__Short exercise__: Revise the material below so that each "Detect" becomes "Locate", and leave everything else unchanged.
☆ ☆ ☆
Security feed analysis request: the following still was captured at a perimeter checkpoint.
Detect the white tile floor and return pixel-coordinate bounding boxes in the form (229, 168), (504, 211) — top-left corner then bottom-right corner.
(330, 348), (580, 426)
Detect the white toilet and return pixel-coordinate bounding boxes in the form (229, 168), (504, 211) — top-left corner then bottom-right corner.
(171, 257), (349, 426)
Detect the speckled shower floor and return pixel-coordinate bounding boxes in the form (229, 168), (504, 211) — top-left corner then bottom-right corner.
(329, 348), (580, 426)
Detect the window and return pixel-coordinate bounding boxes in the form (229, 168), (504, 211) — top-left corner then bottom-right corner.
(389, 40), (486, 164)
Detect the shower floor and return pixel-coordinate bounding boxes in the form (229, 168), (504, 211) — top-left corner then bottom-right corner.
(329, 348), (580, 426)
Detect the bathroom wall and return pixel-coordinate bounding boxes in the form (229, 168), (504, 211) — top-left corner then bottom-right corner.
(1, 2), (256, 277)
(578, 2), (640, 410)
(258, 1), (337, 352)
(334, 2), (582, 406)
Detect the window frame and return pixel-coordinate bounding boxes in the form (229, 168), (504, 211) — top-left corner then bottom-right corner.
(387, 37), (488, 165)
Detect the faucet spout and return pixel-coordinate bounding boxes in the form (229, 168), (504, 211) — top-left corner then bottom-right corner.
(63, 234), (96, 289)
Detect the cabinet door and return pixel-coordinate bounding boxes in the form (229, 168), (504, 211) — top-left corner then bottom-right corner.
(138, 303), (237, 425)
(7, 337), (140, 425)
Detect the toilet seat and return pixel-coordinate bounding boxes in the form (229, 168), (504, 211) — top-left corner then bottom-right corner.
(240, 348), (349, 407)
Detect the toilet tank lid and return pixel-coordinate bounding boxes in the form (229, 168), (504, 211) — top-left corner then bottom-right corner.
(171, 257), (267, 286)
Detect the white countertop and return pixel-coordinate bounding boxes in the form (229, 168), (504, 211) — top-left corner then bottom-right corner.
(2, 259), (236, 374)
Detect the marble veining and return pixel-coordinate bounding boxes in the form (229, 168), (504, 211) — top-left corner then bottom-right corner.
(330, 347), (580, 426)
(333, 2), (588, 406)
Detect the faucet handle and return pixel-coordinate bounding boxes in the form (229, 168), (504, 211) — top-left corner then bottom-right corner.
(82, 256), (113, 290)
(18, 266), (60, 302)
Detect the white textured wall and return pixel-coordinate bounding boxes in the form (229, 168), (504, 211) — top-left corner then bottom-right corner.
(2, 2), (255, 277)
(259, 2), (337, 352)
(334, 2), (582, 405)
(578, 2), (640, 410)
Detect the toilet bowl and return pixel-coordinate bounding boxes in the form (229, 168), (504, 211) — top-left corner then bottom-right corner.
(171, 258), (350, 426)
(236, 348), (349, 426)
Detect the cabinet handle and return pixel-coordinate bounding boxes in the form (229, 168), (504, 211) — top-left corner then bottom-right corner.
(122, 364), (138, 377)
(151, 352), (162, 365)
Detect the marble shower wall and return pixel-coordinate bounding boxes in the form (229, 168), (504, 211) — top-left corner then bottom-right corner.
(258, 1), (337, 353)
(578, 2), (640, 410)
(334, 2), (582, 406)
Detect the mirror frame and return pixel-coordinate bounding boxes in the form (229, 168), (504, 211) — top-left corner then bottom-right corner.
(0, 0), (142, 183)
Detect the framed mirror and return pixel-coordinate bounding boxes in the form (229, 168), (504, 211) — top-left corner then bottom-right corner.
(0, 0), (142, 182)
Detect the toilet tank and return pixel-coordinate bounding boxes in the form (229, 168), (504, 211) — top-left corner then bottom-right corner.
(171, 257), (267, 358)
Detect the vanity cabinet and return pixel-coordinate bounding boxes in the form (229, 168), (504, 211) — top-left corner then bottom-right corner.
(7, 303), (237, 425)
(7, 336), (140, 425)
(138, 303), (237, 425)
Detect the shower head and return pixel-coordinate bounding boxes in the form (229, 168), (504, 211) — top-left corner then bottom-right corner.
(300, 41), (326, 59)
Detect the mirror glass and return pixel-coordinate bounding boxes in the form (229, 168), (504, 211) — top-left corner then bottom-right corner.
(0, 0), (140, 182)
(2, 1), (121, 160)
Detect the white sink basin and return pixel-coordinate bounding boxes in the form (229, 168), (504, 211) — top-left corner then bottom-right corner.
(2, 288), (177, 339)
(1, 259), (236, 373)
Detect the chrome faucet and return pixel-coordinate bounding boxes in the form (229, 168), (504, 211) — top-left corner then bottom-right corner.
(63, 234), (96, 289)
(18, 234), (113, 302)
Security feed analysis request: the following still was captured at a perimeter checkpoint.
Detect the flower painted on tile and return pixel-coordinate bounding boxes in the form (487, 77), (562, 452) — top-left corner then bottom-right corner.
☆ ☆ ☆
__Solution to this problem__:
Security feed analysis request: the following still was captured at a perimeter checkpoint.
Locate the white tile floor and return pixel-coordinate bounding boxes in the form (229, 168), (504, 211) — top-left corner then bottom-right corner.
(330, 348), (580, 426)
Locate the white toilet and return pixel-coordinate bounding boxes in the form (229, 168), (504, 211) — top-left corner then bottom-right corner.
(171, 257), (349, 426)
Locate the speckled shower floor and return pixel-coordinate bounding boxes in the form (229, 168), (504, 211) — top-left corner then bottom-right corner.
(329, 348), (580, 426)
Locate the window and return pixel-coordinate bounding boxes in the form (229, 168), (504, 211) — top-left corner then bottom-right corner.
(389, 40), (486, 164)
Locate the shower floor and return pixel-coordinate bounding boxes in the form (229, 168), (504, 211) — top-left corner then bottom-right corner.
(329, 348), (580, 426)
Locate the bathroom wall and return pixel-coordinate bounding boxes in the form (229, 168), (504, 211) — top-left corner then bottom-right corner.
(1, 2), (256, 277)
(578, 2), (640, 410)
(258, 1), (337, 352)
(334, 2), (582, 406)
Locate the window frame and return pixel-coordinate bounding boxes in the form (229, 168), (504, 211) — top-left corner then bottom-right corner.
(387, 37), (488, 165)
Locate the faucet spout and return pixel-coordinate bounding boxes in the form (229, 168), (504, 211) — top-left corner then bottom-right corner.
(63, 234), (96, 289)
Locate the cabinet door and return pixel-coordinate bounding boxes in the form (229, 168), (504, 211) — top-left corner then bottom-right corner.
(138, 303), (237, 425)
(7, 337), (140, 425)
Locate the toilet seat and return pixel-coordinate bounding boxes in the form (229, 168), (504, 211) — top-left corner then bottom-right corner.
(240, 348), (349, 407)
Locate the toilet tank lid and return pixel-coordinate bounding boxes in the form (229, 168), (504, 211) — top-left corner then bottom-right corner.
(171, 257), (267, 286)
Locate the white countertop and return pixel-coordinate bounding boxes in the form (229, 168), (504, 211) — top-left corner then bottom-right corner.
(2, 259), (236, 374)
Locate the marble veining and return pixel-coordinate bounding boxes in the form (229, 168), (504, 211) — top-left corner then bottom-right corner.
(330, 347), (580, 426)
(333, 2), (588, 406)
Locate the faucet handle and return pixel-coordinate bounding boxes in the form (229, 168), (504, 211) — top-left corner then bottom-right corner.
(82, 256), (113, 290)
(18, 266), (60, 302)
Locate the white textured wall and return pixel-coordinate bounding boxes in the form (229, 168), (504, 211) — top-left corner then bottom-right corner.
(2, 2), (255, 277)
(259, 2), (337, 352)
(334, 2), (582, 405)
(578, 2), (640, 410)
Locate the toilet bowl and return pixel-coordinate bounding boxes in the form (229, 168), (504, 211) — top-left corner then bottom-right corner.
(171, 258), (350, 426)
(236, 348), (349, 426)
Locate the cabinet handle and return pixel-coordinate bounding boxes in the form (229, 168), (504, 211) — top-left corner then bottom-right corner.
(122, 364), (138, 377)
(151, 352), (162, 365)
Locate the marble shower wall and return pixel-coordinate bounding boxes in the form (229, 168), (504, 211) — top-left corner then bottom-right corner.
(258, 1), (337, 353)
(578, 2), (640, 410)
(334, 2), (582, 406)
Locate the mirror frame and return pixel-coordinate bounding boxes in the form (229, 168), (504, 211) — top-left corner then bottom-right corner.
(0, 0), (142, 183)
Locate the framed mirror and return pixel-coordinate bounding boxes in the form (229, 168), (504, 211) — top-left corner then bottom-right corner.
(0, 0), (142, 182)
Locate the toilet tank and return pixel-coordinate bounding boxes in the form (229, 168), (504, 211) — top-left corner then bottom-right corner.
(171, 257), (267, 358)
Locate the vanity cabinet and return pixel-coordinate bounding boxes in the form (229, 168), (504, 211) — top-left corner then bottom-right corner.
(7, 303), (237, 425)
(7, 336), (140, 425)
(138, 303), (237, 425)
Locate the shower head and return pixel-coordinate bounding boxes in the form (229, 168), (504, 211) — top-left corner then bottom-right corner.
(300, 41), (326, 59)
Locate the mirror glass and return pixel-coordinate bounding boxes in the form (229, 168), (504, 211) — top-left corner then bottom-right corner.
(0, 0), (140, 182)
(2, 1), (121, 160)
Locate the white sink basin and return pixel-coordinate bounding boxes in the form (229, 168), (504, 211) — top-left corner then bottom-right corner.
(2, 288), (177, 339)
(1, 259), (236, 373)
Locate the chrome faucet and return pixel-coordinate bounding boxes in the form (229, 168), (504, 211) — top-left corner then bottom-right corner.
(63, 234), (96, 289)
(18, 234), (113, 302)
Security feed analysis request: the following still was captured at a perimeter checkpoint.
Locate the flower painted on tile and return pixel-coordinate bounding boxes in the form (487, 77), (562, 452) — top-left corner then bottom-right corner.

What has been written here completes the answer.